[Data entries]
------------------------------------------------------------

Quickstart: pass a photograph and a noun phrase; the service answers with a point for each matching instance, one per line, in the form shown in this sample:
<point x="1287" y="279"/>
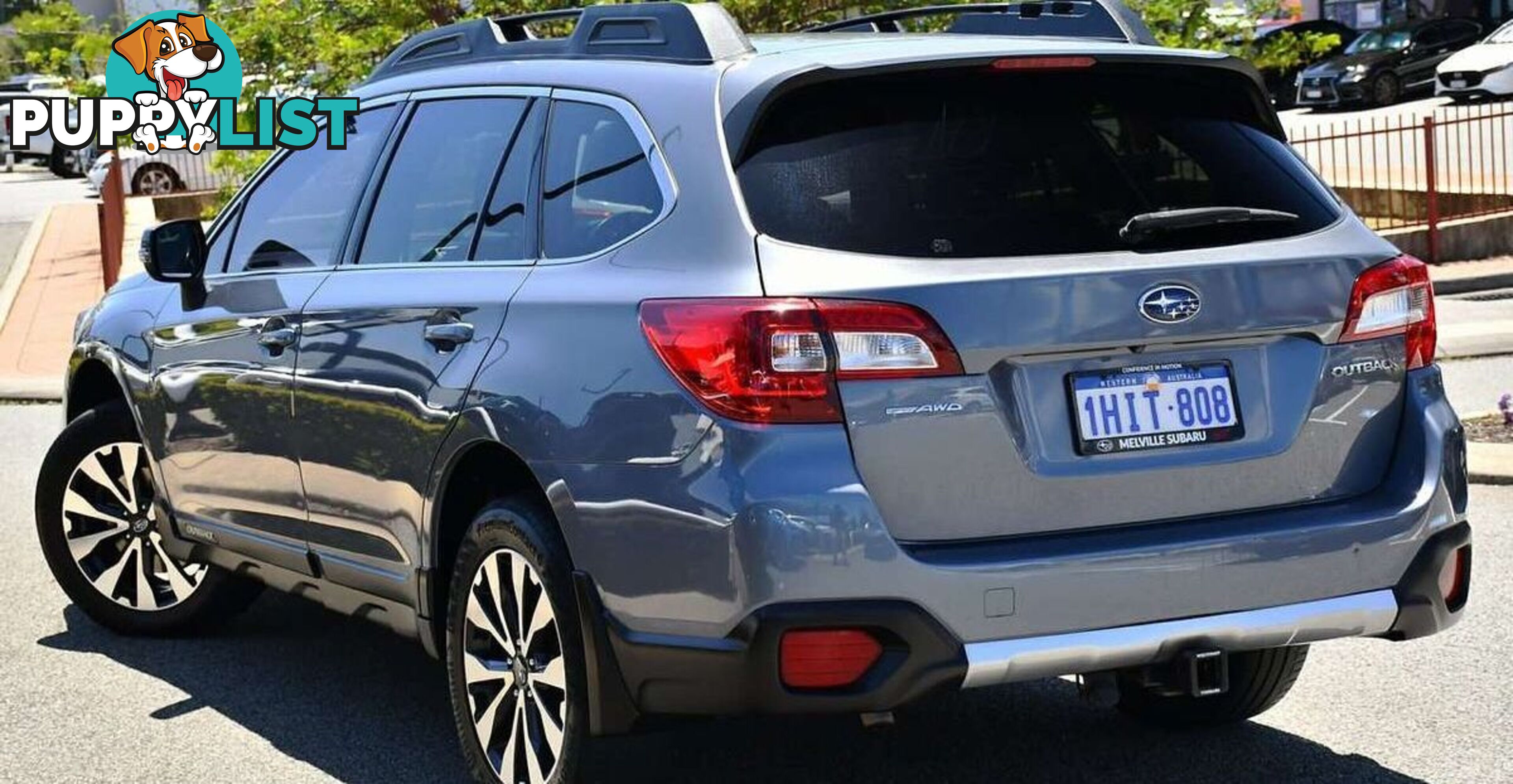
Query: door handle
<point x="276" y="335"/>
<point x="448" y="335"/>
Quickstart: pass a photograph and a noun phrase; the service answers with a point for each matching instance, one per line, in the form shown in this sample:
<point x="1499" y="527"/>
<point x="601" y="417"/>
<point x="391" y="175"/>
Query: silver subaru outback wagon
<point x="660" y="370"/>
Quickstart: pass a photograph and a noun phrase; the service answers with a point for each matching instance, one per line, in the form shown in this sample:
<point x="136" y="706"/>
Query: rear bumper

------------------------------------------------------------

* **THE PROBLEM**:
Rewrite the whole listing above, changing every "Quickstart" to "Getting started" and keeping everything else the same. Leave the pictures out of your version.

* **ANSWER**:
Getting started: pass a photograph and a noun phrase; the service answers with a point for each matching instance, one per line, in the form shown in this sample:
<point x="1287" y="279"/>
Query: door handle
<point x="276" y="335"/>
<point x="448" y="335"/>
Getting started: pass a photograph and a noun phrase; the service answers with a point for each matching instance, one per line, in the form shown in this sample:
<point x="1499" y="527"/>
<point x="601" y="417"/>
<point x="391" y="175"/>
Query: silver subaru outback wagon
<point x="660" y="370"/>
Getting started: pass a photograph and a noun phrase; the service answers with a point for each matching instance, one per line, in the form shown in this sample:
<point x="136" y="706"/>
Query: rear bumper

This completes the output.